**TASK DESCRIPTION:** Rewrite the rows from the line with "Expected: a point placed on each instance of the brown mulch" up to and including the last line of the rows, replacing "bare branch" with "dead branch" and leaving everything else unchanged. Leave the pictures out of your answer.

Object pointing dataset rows
****

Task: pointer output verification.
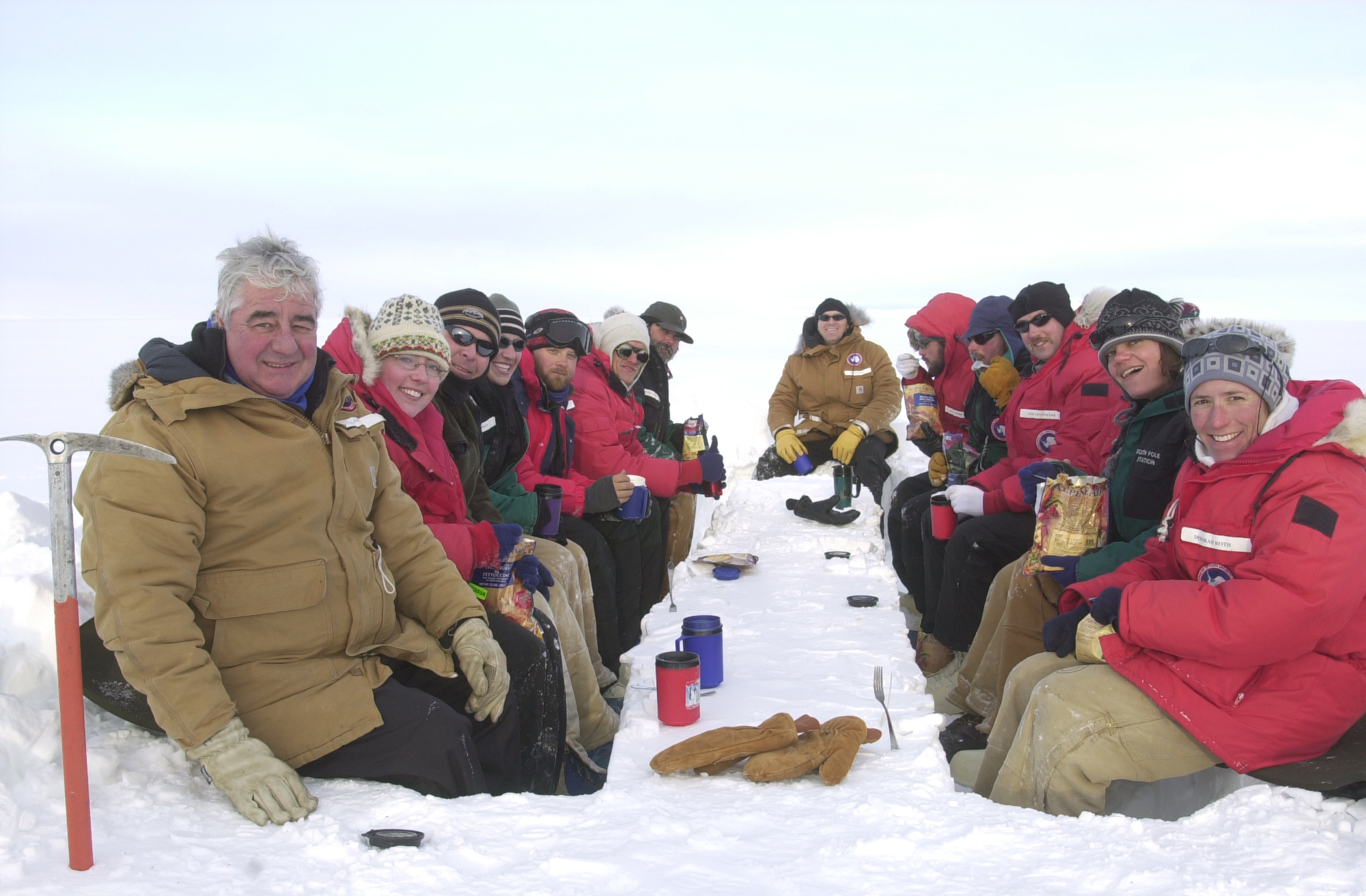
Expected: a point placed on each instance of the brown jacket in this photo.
(827, 389)
(267, 572)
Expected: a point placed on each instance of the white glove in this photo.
(483, 662)
(966, 499)
(262, 787)
(908, 365)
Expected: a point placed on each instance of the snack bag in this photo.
(1073, 520)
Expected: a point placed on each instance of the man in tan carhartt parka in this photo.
(252, 589)
(837, 390)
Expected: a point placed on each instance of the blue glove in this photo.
(1061, 632)
(507, 535)
(1106, 607)
(533, 576)
(1033, 476)
(714, 468)
(1065, 577)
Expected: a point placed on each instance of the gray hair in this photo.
(271, 263)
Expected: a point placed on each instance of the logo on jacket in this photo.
(1214, 574)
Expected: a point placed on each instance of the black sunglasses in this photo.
(1226, 345)
(465, 338)
(1022, 327)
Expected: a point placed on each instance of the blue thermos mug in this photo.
(703, 636)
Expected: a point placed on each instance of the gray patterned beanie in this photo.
(1238, 354)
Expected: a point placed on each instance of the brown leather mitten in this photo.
(723, 748)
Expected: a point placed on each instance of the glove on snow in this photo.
(483, 662)
(789, 446)
(507, 535)
(966, 499)
(533, 576)
(845, 446)
(1001, 380)
(1068, 574)
(939, 469)
(822, 512)
(262, 787)
(1061, 632)
(714, 466)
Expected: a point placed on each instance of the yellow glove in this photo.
(939, 469)
(845, 446)
(1001, 380)
(789, 446)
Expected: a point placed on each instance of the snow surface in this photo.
(897, 824)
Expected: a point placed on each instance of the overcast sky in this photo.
(740, 159)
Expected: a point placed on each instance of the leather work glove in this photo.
(845, 446)
(507, 535)
(483, 662)
(262, 787)
(533, 576)
(714, 466)
(1061, 632)
(1001, 380)
(939, 469)
(789, 446)
(966, 499)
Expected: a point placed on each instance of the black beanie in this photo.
(1044, 297)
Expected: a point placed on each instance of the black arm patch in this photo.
(1316, 516)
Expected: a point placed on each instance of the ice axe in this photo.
(59, 447)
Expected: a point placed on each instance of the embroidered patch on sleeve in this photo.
(1316, 516)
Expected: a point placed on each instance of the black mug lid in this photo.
(677, 660)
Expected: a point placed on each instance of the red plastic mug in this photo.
(678, 688)
(943, 518)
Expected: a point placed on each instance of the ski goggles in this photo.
(465, 338)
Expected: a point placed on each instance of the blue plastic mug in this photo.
(703, 636)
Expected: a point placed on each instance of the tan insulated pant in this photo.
(1065, 731)
(1012, 630)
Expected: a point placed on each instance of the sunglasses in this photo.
(1042, 322)
(1227, 345)
(465, 338)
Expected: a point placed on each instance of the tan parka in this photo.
(267, 572)
(827, 389)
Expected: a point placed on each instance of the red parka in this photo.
(947, 316)
(1246, 618)
(426, 466)
(1066, 410)
(606, 417)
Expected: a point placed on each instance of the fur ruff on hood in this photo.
(859, 318)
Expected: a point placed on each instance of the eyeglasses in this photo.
(1042, 322)
(412, 363)
(465, 338)
(1226, 345)
(1122, 326)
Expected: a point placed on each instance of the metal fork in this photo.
(882, 699)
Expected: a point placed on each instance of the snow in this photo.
(897, 824)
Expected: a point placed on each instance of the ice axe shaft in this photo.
(59, 447)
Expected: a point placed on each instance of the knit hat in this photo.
(1137, 315)
(510, 316)
(404, 326)
(472, 311)
(1246, 356)
(619, 330)
(1044, 297)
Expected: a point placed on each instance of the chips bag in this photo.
(1073, 520)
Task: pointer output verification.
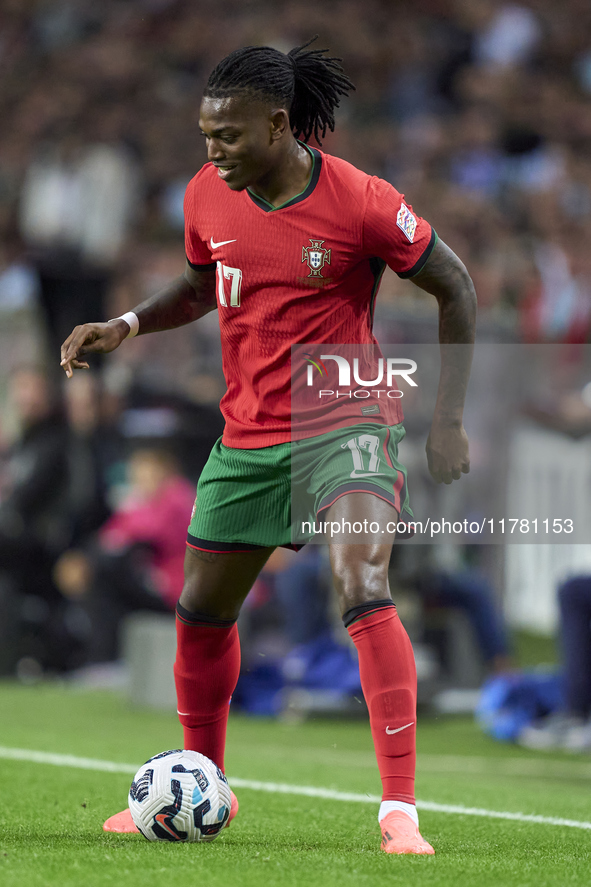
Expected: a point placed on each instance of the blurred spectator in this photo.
(570, 728)
(137, 560)
(76, 204)
(480, 110)
(31, 529)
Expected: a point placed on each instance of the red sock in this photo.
(206, 672)
(389, 682)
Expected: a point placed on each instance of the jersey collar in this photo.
(312, 182)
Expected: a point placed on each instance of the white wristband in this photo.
(132, 320)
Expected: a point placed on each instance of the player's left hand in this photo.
(447, 452)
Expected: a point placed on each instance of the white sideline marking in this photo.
(40, 757)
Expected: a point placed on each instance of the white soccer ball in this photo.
(180, 796)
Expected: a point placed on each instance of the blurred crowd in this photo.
(478, 110)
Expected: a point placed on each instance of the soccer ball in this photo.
(180, 796)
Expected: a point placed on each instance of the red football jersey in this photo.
(304, 272)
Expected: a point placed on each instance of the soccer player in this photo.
(299, 239)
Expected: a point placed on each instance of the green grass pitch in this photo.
(51, 816)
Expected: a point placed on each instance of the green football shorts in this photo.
(248, 499)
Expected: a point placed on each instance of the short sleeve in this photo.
(198, 252)
(393, 232)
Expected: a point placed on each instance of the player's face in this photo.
(241, 140)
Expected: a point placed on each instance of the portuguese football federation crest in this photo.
(316, 257)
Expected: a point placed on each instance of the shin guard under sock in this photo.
(206, 671)
(389, 683)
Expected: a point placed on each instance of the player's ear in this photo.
(279, 124)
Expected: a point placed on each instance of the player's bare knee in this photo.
(360, 578)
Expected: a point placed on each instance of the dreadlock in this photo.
(305, 81)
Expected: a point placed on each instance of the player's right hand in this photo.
(91, 338)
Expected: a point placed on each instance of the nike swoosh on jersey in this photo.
(398, 729)
(215, 245)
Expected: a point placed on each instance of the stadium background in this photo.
(480, 111)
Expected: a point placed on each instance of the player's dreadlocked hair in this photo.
(305, 81)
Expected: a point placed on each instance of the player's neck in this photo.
(288, 179)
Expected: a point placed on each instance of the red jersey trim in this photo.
(421, 261)
(210, 266)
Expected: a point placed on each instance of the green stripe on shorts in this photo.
(260, 497)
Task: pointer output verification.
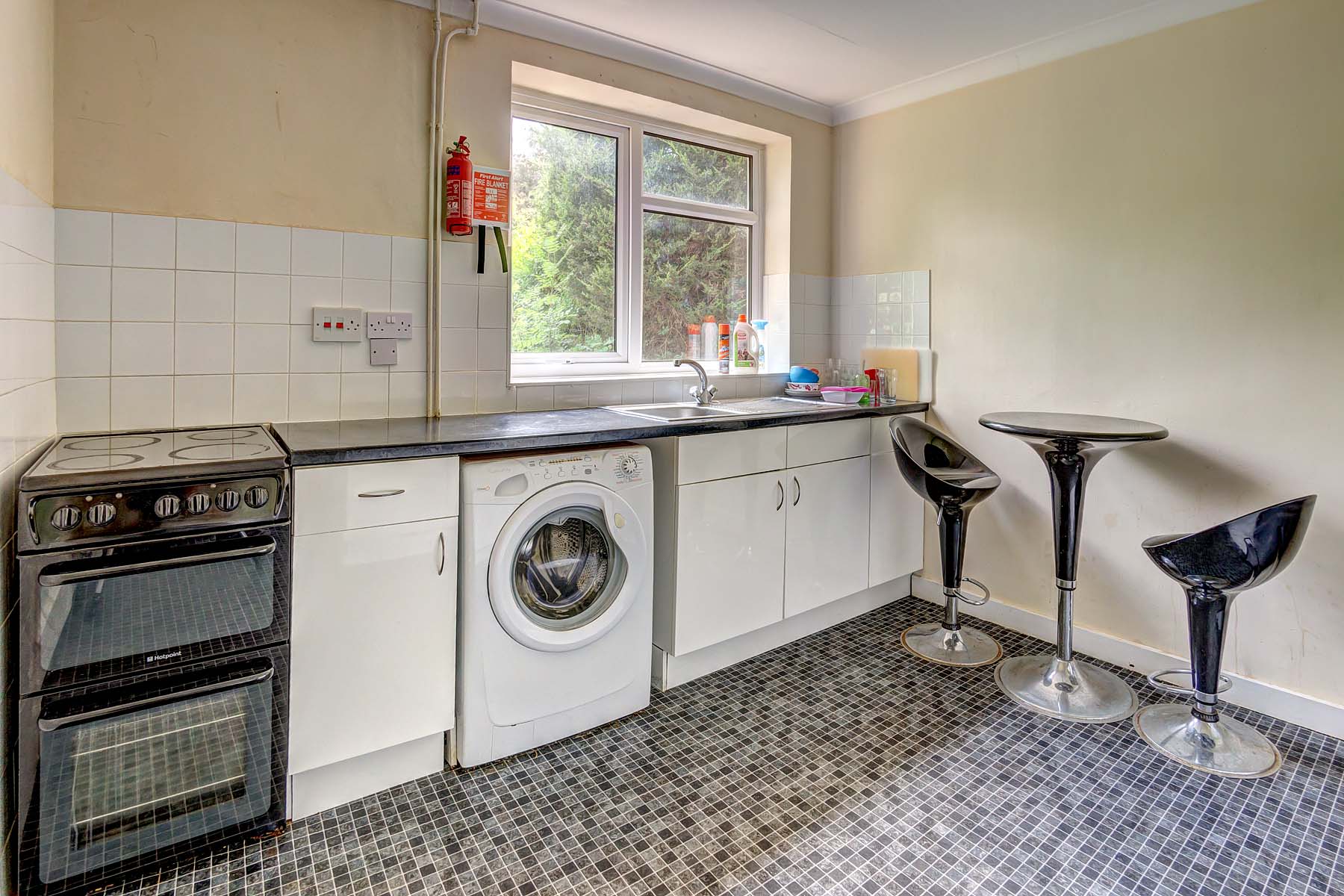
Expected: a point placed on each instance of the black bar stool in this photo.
(953, 481)
(1213, 567)
(1070, 445)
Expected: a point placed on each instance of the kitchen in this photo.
(754, 679)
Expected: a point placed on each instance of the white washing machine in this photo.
(557, 597)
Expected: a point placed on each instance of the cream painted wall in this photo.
(26, 109)
(242, 112)
(1152, 230)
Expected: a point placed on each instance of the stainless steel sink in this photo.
(774, 406)
(675, 411)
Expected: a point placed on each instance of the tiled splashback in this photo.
(178, 321)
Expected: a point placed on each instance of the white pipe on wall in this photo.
(435, 257)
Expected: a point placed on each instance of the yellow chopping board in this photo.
(905, 361)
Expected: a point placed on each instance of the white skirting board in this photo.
(670, 672)
(322, 788)
(1272, 700)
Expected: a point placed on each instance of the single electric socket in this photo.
(382, 351)
(389, 326)
(337, 324)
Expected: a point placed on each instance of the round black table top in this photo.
(1073, 426)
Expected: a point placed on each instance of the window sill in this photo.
(585, 379)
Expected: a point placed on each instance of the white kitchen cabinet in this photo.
(374, 640)
(827, 544)
(729, 558)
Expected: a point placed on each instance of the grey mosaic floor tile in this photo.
(833, 765)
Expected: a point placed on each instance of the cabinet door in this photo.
(895, 532)
(729, 558)
(827, 546)
(374, 640)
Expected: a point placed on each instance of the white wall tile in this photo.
(410, 260)
(367, 257)
(457, 349)
(203, 348)
(82, 405)
(369, 294)
(457, 393)
(202, 401)
(143, 294)
(307, 293)
(262, 348)
(460, 305)
(262, 249)
(141, 402)
(411, 299)
(535, 398)
(84, 237)
(571, 395)
(316, 253)
(205, 297)
(141, 349)
(491, 349)
(314, 396)
(84, 293)
(405, 394)
(492, 396)
(261, 299)
(458, 260)
(143, 240)
(82, 348)
(307, 356)
(363, 395)
(205, 245)
(261, 398)
(492, 307)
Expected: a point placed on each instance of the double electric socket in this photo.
(389, 326)
(337, 324)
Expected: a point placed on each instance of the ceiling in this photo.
(839, 60)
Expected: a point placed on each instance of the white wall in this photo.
(1149, 230)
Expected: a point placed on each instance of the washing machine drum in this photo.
(566, 567)
(567, 570)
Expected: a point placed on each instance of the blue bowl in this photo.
(803, 375)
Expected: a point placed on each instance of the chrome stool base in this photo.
(1225, 747)
(1066, 689)
(951, 647)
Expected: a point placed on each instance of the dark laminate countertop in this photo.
(354, 441)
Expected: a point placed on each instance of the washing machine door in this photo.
(567, 566)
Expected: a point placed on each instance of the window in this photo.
(625, 233)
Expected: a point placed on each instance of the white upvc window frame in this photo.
(632, 202)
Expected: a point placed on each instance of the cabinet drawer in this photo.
(356, 496)
(721, 455)
(821, 442)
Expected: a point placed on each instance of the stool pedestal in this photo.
(1070, 445)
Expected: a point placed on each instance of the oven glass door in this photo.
(112, 612)
(127, 774)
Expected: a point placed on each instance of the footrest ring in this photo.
(1225, 684)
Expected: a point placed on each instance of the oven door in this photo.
(119, 777)
(119, 610)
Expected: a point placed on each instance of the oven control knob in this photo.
(101, 514)
(167, 505)
(66, 517)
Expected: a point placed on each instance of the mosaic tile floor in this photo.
(835, 765)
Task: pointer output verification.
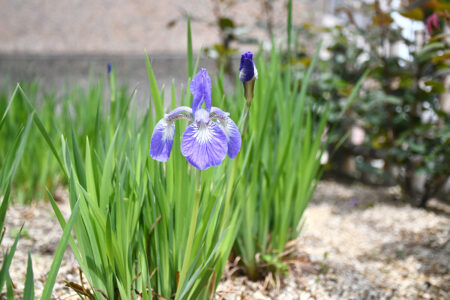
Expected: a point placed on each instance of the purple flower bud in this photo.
(247, 67)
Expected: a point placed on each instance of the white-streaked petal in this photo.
(204, 145)
(162, 140)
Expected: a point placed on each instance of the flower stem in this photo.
(192, 227)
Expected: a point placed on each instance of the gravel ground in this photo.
(358, 242)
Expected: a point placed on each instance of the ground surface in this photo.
(357, 243)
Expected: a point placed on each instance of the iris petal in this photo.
(204, 145)
(162, 140)
(231, 131)
(201, 89)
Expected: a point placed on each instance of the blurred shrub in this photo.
(399, 132)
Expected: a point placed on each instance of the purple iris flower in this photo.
(247, 69)
(205, 142)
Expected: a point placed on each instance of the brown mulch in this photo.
(358, 242)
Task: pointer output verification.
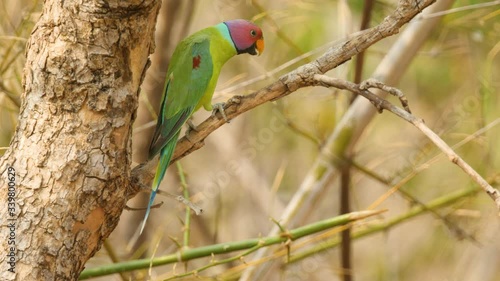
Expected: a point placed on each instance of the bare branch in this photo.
(417, 122)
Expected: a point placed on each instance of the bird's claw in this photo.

****

**SOLUTION TO THE EXERCISE:**
Expected: a point placed on each instance of the brown mulch in this photo.
(358, 242)
Task: pointer output verification.
Expected: a point placed on each instance of the dead branch in this photo.
(417, 122)
Expected: a point placed on each instance of the bird's claw in this photo.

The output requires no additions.